[Items from a data source]
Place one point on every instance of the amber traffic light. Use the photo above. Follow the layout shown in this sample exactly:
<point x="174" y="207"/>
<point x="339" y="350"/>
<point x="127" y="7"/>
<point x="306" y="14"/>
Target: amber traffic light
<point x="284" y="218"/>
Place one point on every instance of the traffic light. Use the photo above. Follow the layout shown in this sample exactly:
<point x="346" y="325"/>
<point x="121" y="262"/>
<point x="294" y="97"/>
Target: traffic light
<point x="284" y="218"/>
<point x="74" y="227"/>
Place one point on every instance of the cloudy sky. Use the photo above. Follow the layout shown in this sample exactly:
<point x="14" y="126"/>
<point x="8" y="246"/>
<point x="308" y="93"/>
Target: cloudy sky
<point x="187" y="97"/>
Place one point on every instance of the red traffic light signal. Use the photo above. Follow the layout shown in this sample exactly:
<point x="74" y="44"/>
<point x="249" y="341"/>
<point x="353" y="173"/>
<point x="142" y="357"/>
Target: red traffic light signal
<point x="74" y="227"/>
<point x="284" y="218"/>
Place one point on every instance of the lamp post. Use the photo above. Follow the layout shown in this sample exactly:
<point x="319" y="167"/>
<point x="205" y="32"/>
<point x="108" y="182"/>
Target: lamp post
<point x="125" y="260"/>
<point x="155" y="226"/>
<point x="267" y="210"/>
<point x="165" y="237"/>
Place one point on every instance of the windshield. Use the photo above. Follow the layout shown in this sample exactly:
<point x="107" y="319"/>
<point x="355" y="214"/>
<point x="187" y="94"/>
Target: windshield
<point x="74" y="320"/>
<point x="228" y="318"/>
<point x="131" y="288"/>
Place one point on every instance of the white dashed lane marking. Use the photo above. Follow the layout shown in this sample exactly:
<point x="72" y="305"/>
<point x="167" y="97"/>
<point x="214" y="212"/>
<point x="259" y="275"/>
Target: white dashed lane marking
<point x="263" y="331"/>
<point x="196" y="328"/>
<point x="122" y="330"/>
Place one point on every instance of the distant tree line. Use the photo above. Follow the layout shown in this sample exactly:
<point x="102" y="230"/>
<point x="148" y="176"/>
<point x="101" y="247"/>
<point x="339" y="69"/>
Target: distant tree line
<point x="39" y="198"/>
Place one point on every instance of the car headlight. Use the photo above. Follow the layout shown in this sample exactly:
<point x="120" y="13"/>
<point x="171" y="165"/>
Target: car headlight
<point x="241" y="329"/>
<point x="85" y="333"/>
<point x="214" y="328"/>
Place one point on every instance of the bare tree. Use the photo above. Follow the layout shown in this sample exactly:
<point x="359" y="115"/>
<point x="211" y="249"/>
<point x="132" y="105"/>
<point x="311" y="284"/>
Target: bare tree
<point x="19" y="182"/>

» Directive:
Write out only the final block of lines, starting at the line with "Place one point on every instance of the car" and running to the end of the material.

» Exercise solution:
Place one point on every instance of the car headlight. Use the photo above. Follow the layout shown in this sample exactly:
<point x="120" y="13"/>
<point x="171" y="165"/>
Target: car headlight
<point x="241" y="329"/>
<point x="85" y="333"/>
<point x="214" y="328"/>
Place one point on every instance of the bare tree. Use the photo above. Follow the layout shown in this sample exactly:
<point x="359" y="115"/>
<point x="211" y="249"/>
<point x="132" y="105"/>
<point x="311" y="284"/>
Target: bare tree
<point x="19" y="182"/>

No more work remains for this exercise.